• Aim of the task: Starting at the top line and ending at the last, restate the records exactly.

• The data:
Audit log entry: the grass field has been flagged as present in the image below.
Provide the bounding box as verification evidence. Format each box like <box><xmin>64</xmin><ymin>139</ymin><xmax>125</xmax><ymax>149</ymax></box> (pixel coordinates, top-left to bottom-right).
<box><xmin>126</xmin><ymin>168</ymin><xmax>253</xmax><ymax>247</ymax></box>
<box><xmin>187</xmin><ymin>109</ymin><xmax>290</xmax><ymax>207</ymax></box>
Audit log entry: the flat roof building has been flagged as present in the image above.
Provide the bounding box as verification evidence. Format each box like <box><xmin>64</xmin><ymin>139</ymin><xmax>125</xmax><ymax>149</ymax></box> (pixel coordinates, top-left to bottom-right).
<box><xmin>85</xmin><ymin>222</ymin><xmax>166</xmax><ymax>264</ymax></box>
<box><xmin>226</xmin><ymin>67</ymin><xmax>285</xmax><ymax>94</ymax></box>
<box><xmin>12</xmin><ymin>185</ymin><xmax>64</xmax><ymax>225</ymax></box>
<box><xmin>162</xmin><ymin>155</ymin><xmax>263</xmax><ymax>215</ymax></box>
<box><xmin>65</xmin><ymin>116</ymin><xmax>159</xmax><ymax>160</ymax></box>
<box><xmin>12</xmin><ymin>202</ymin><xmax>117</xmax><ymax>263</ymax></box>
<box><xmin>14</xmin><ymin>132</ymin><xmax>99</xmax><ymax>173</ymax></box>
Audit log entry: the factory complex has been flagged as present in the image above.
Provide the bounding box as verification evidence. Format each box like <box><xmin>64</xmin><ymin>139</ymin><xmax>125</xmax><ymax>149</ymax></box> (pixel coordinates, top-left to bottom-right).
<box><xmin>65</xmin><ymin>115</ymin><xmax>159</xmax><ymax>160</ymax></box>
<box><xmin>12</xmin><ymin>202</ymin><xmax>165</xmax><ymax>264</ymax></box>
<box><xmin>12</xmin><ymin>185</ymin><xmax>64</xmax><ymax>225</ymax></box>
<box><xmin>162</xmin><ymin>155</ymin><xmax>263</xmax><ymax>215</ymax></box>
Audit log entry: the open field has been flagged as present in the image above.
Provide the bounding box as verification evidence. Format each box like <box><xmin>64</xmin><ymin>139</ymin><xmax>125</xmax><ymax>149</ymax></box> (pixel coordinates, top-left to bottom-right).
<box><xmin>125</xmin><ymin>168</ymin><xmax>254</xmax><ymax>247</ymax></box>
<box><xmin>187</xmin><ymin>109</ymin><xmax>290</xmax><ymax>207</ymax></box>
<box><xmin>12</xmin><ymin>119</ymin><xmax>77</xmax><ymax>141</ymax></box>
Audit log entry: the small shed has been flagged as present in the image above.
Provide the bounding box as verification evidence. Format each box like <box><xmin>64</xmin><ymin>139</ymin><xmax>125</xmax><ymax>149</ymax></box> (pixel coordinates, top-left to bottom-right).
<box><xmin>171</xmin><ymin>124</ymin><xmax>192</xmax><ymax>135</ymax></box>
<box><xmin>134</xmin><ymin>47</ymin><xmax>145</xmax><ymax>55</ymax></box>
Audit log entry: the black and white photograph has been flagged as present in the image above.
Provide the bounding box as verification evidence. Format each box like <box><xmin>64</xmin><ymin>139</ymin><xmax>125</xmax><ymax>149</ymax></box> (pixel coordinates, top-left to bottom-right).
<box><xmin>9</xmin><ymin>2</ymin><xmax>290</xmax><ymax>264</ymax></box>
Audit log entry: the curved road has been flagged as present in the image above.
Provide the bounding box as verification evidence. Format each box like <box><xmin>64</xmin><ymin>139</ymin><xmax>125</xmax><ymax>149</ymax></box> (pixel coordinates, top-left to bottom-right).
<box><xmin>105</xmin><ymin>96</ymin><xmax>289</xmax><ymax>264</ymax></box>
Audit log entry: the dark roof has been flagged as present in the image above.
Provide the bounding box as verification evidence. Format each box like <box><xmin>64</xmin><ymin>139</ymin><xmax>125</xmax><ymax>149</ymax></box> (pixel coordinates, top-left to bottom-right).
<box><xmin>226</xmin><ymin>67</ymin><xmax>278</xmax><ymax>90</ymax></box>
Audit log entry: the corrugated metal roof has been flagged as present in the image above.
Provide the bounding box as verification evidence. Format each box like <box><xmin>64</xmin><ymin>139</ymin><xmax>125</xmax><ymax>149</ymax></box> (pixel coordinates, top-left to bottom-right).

• Solution for this problem:
Audit log entry: the grass field has been flagged as present in the image below.
Provide the bounding box as verification evidence. Format each box like <box><xmin>64</xmin><ymin>139</ymin><xmax>125</xmax><ymax>149</ymax></box> (pixel coordinates, top-left to bottom-right).
<box><xmin>126</xmin><ymin>168</ymin><xmax>253</xmax><ymax>247</ymax></box>
<box><xmin>187</xmin><ymin>109</ymin><xmax>290</xmax><ymax>207</ymax></box>
Audit log entry: the flat roof building has been flagged as present in the image above.
Provide the bounding box as verification evidence. Format each box like <box><xmin>64</xmin><ymin>139</ymin><xmax>125</xmax><ymax>149</ymax></box> (pixel coordinates, top-left to bottom-right).
<box><xmin>85</xmin><ymin>222</ymin><xmax>166</xmax><ymax>264</ymax></box>
<box><xmin>226</xmin><ymin>67</ymin><xmax>285</xmax><ymax>94</ymax></box>
<box><xmin>12</xmin><ymin>185</ymin><xmax>64</xmax><ymax>225</ymax></box>
<box><xmin>162</xmin><ymin>155</ymin><xmax>263</xmax><ymax>215</ymax></box>
<box><xmin>65</xmin><ymin>116</ymin><xmax>159</xmax><ymax>160</ymax></box>
<box><xmin>12</xmin><ymin>202</ymin><xmax>117</xmax><ymax>263</ymax></box>
<box><xmin>14</xmin><ymin>132</ymin><xmax>99</xmax><ymax>173</ymax></box>
Audit log entry: the factory complex has been flagged as present in the image above.
Provide the bounding box as verification evidence. Format each box like <box><xmin>64</xmin><ymin>139</ymin><xmax>125</xmax><ymax>149</ymax></box> (pixel coordinates, top-left to bottom-right).
<box><xmin>65</xmin><ymin>115</ymin><xmax>159</xmax><ymax>160</ymax></box>
<box><xmin>12</xmin><ymin>202</ymin><xmax>165</xmax><ymax>264</ymax></box>
<box><xmin>12</xmin><ymin>185</ymin><xmax>64</xmax><ymax>225</ymax></box>
<box><xmin>162</xmin><ymin>155</ymin><xmax>263</xmax><ymax>215</ymax></box>
Audit log entry: the open field has been flagged as present in the image above.
Provide the bounding box as verification evidence. Format each box like <box><xmin>64</xmin><ymin>139</ymin><xmax>125</xmax><ymax>149</ymax></box> (pixel coordinates, top-left to bottom-right).
<box><xmin>125</xmin><ymin>168</ymin><xmax>254</xmax><ymax>247</ymax></box>
<box><xmin>187</xmin><ymin>109</ymin><xmax>290</xmax><ymax>207</ymax></box>
<box><xmin>12</xmin><ymin>119</ymin><xmax>77</xmax><ymax>141</ymax></box>
Audit log entry: the small shed has been flagged as present in the image above.
Provide the bounding box as verification evidence. Format each box like <box><xmin>64</xmin><ymin>139</ymin><xmax>125</xmax><ymax>149</ymax></box> (pixel coordinates, top-left to bottom-right).
<box><xmin>171</xmin><ymin>124</ymin><xmax>192</xmax><ymax>135</ymax></box>
<box><xmin>134</xmin><ymin>47</ymin><xmax>145</xmax><ymax>55</ymax></box>
Audit log entry: the black and white photograph has been flagged as present in the image above.
Provide the bounding box as verification evidence. Format each box like <box><xmin>64</xmin><ymin>139</ymin><xmax>125</xmax><ymax>149</ymax></box> (pixel coordinates, top-left to bottom-right).
<box><xmin>9</xmin><ymin>2</ymin><xmax>290</xmax><ymax>264</ymax></box>
Audit log entry: the curved road has been flagged as present in the image above.
Provide the bounding box as verification evidence. Format each box like <box><xmin>64</xmin><ymin>139</ymin><xmax>125</xmax><ymax>149</ymax></box> (pixel coordinates, top-left to bottom-right).
<box><xmin>105</xmin><ymin>96</ymin><xmax>289</xmax><ymax>264</ymax></box>
Audit log entry: the dark roof has been flagged as present in the image above.
Provide the bounding box as verification evidence. Format each box like <box><xmin>64</xmin><ymin>139</ymin><xmax>125</xmax><ymax>149</ymax></box> (pixel coordinates, top-left to bottom-right).
<box><xmin>226</xmin><ymin>67</ymin><xmax>278</xmax><ymax>90</ymax></box>
Audit log entry: the corrugated metal roof has been flagged as present in the image above.
Provide the bounding box as verification evidence. Format each box like <box><xmin>64</xmin><ymin>139</ymin><xmax>125</xmax><ymax>149</ymax></box> (pixel coordinates, top-left to bottom-right).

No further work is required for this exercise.